Reproduce verbatim every line of the data below, from the line containing "Teacher note to the class: pick out the wooden support" through the last line of the data, both ends included.
= = = =
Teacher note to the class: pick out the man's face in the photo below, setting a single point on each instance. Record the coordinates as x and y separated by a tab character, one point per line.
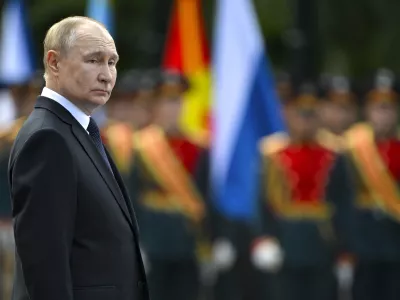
337	117
303	123
383	117
87	72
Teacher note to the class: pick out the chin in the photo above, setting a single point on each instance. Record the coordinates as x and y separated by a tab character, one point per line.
99	101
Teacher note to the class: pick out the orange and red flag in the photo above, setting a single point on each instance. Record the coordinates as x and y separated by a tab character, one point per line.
187	51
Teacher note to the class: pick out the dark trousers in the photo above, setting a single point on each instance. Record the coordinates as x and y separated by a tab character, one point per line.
173	280
243	281
376	281
307	283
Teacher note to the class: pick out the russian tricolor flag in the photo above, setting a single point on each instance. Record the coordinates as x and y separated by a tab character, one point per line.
16	64
246	107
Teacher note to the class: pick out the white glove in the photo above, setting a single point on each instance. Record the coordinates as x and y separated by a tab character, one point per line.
268	255
146	263
224	254
208	273
345	273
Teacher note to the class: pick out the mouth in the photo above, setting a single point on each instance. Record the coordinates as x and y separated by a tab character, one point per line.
101	91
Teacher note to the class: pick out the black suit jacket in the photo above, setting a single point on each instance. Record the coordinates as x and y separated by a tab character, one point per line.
75	229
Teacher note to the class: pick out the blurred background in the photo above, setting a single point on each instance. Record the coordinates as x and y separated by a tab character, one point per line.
250	76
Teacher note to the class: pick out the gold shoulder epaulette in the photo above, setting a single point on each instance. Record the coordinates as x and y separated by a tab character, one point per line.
331	141
274	143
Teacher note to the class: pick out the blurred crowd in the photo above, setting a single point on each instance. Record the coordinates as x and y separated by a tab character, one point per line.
326	224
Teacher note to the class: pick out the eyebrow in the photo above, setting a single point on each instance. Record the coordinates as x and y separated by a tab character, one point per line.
101	53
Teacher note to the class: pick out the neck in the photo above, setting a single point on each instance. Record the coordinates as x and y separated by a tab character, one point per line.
55	87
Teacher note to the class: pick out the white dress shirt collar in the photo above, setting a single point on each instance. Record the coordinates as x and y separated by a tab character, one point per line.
78	114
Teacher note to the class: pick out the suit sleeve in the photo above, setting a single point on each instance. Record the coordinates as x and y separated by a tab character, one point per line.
44	193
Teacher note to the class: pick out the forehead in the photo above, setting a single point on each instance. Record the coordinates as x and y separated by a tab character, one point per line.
93	38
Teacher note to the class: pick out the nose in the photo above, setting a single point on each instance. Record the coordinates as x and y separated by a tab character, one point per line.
105	75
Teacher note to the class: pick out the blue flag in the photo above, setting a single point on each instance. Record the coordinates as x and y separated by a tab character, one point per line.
246	107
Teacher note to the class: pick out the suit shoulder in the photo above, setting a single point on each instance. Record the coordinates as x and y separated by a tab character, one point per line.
273	144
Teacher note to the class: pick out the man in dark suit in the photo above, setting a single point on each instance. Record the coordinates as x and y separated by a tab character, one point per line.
75	229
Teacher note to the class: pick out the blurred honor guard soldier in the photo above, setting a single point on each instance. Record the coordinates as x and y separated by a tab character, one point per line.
24	97
169	208
75	229
296	236
127	112
338	112
373	213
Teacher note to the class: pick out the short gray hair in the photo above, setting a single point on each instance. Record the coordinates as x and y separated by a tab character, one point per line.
62	35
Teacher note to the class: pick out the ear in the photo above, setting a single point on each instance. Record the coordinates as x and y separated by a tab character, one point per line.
53	58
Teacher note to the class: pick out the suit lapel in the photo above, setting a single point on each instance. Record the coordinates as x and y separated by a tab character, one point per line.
122	187
84	139
102	167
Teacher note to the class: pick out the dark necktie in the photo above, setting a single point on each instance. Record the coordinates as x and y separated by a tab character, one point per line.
94	133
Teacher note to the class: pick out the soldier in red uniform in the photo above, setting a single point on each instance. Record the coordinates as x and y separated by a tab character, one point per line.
372	231
169	208
338	112
295	227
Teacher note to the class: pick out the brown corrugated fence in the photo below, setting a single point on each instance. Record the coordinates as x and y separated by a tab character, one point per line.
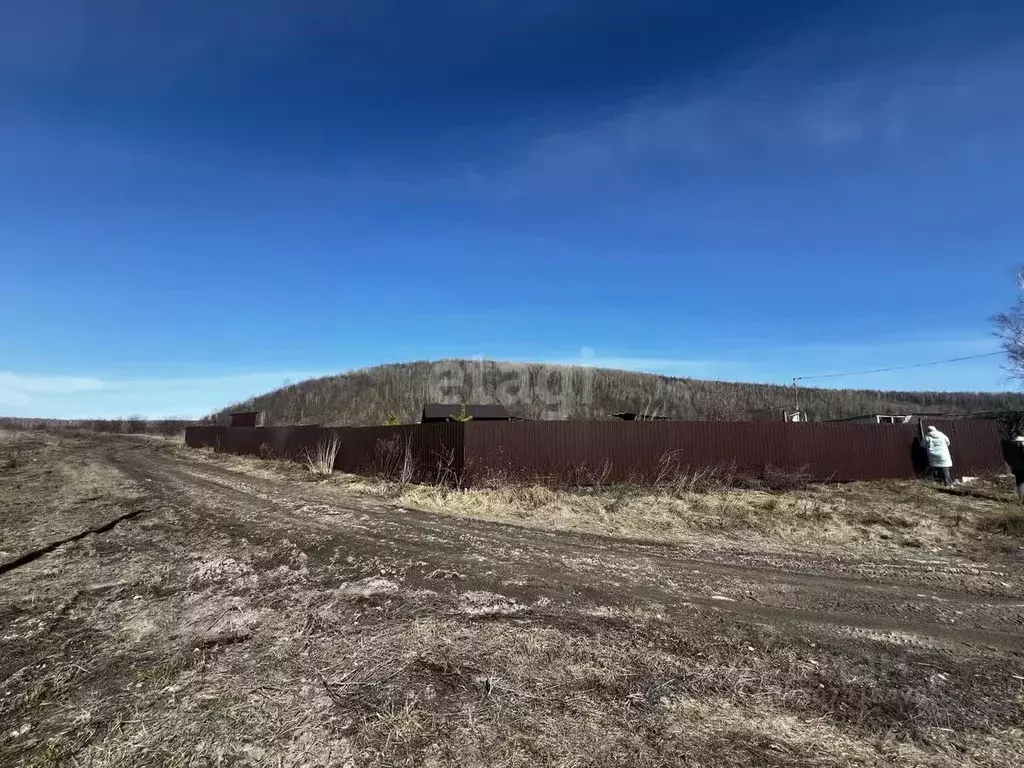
567	451
426	452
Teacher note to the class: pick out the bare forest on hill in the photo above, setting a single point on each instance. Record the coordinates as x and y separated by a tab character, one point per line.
397	392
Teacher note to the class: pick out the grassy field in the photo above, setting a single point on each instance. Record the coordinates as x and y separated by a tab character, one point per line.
249	615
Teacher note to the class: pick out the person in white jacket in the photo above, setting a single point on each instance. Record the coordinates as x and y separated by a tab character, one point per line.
937	445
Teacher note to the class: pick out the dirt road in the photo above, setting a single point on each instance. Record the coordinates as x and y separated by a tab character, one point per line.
911	658
944	601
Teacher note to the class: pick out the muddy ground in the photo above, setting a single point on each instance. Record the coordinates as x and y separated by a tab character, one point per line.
222	616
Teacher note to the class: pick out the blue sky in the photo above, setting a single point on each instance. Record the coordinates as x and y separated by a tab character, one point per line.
201	201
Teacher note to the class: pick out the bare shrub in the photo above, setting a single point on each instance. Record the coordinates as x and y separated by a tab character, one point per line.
781	479
449	474
393	459
672	475
591	478
320	461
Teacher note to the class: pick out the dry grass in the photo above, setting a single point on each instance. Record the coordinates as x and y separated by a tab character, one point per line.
876	515
176	642
694	507
321	460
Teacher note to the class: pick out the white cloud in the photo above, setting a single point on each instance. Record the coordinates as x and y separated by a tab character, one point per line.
780	104
77	396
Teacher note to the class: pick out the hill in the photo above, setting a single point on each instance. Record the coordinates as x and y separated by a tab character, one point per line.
542	391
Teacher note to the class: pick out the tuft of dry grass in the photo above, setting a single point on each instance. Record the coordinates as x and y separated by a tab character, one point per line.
321	460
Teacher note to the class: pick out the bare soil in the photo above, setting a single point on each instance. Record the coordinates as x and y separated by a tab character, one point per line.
160	606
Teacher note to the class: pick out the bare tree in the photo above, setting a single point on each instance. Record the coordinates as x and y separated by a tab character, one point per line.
1010	330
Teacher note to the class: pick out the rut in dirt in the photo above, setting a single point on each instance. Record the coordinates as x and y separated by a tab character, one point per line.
527	565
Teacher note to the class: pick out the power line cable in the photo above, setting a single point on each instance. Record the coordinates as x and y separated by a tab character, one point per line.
896	368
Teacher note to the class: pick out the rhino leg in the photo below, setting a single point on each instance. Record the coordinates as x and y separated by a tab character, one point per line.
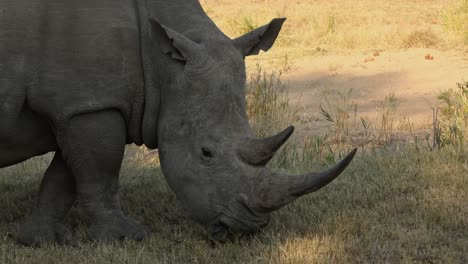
56	196
93	146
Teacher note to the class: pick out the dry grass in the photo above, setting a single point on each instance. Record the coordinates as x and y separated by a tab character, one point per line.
388	207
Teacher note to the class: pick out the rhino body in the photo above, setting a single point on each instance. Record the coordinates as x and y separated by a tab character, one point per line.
85	78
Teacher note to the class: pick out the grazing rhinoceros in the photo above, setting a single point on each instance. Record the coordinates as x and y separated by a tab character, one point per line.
85	78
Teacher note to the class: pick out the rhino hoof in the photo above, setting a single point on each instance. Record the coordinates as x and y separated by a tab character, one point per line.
118	228
32	233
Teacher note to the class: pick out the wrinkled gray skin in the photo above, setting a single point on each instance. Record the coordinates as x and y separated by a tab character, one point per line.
85	78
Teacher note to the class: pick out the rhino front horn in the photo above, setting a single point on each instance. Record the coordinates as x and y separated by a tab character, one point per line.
259	152
275	190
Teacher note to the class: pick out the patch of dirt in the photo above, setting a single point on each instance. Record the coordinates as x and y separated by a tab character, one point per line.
414	76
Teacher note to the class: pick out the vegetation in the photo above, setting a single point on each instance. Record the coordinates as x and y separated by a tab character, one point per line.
400	201
318	27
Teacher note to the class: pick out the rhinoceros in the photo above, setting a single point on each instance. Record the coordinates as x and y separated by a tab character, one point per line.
85	78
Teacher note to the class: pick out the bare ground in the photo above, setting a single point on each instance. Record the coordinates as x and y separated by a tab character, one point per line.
411	75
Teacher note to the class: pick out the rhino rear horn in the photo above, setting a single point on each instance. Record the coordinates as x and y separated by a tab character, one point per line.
275	190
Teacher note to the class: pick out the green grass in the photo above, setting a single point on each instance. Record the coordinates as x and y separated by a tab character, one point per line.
388	207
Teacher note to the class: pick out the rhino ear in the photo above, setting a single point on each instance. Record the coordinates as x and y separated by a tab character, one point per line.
173	43
261	38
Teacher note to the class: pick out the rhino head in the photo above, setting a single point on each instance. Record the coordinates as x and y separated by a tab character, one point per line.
209	155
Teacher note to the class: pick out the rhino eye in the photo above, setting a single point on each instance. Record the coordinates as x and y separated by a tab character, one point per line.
207	153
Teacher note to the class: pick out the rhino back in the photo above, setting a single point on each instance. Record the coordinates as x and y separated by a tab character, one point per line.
63	58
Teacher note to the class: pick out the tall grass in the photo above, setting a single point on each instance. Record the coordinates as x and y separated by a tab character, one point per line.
455	19
452	125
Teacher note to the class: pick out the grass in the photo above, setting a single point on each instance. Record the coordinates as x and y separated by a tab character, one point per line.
388	207
396	203
320	27
392	205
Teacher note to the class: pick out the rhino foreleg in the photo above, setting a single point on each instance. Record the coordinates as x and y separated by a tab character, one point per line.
93	146
56	196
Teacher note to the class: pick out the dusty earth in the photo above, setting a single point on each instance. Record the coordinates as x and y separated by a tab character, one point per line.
414	76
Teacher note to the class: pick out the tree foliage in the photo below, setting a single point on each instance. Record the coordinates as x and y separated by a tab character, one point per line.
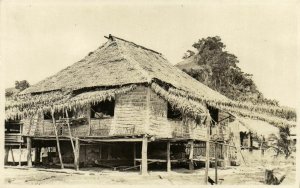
218	69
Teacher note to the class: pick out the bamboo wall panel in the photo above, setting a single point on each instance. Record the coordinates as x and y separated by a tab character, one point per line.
130	113
158	124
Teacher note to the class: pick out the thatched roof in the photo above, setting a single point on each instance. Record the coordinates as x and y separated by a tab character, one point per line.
260	128
119	64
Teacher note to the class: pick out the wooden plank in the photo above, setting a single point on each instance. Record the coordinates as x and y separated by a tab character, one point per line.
144	156
57	140
168	157
160	160
29	145
208	122
77	151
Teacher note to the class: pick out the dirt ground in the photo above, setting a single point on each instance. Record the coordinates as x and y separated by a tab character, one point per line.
229	176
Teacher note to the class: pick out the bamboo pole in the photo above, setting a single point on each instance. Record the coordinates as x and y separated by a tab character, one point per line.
207	149
144	155
57	140
29	162
12	155
134	154
6	155
20	153
191	155
70	135
77	149
168	156
216	164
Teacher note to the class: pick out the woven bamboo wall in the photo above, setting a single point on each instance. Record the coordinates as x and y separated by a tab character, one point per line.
130	113
158	123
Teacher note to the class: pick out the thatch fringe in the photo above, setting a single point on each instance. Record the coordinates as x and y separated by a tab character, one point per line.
29	106
287	113
186	106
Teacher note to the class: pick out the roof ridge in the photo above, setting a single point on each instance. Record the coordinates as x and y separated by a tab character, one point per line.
135	64
137	45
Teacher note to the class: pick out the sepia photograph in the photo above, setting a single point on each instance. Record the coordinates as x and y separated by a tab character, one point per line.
165	93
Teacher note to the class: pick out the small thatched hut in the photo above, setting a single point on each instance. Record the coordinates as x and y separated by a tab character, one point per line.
124	104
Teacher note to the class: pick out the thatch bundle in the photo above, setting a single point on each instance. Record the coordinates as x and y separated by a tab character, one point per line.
27	105
119	64
270	114
186	106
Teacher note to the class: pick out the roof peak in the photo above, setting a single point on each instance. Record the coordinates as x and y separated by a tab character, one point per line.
112	38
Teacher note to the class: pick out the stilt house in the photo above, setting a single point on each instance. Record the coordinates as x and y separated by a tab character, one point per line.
124	105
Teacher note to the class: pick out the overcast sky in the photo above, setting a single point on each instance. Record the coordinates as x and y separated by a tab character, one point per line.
39	38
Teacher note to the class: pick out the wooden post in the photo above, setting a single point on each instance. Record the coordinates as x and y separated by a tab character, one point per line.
77	150
216	164
191	155
89	119
207	148
144	155
109	152
20	153
29	162
70	134
57	140
6	155
37	155
249	142
134	154
12	155
168	156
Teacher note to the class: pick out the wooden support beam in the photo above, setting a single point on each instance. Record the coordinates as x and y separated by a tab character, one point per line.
37	155
57	140
20	153
250	142
208	123
77	151
70	134
168	156
12	155
6	155
191	155
216	164
89	107
144	169
109	152
134	154
29	145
= = = =
*TASK OUTPUT:*
Teacher note to the class: pick out the wooden support beam in the photo above, setting a single point on each instance. Record the coordinates as x and y separated by a tab character, one point per line.
37	155
57	140
20	153
250	142
208	123
77	151
70	134
168	156
12	155
6	155
191	155
216	164
89	107
144	169
109	152
134	154
29	145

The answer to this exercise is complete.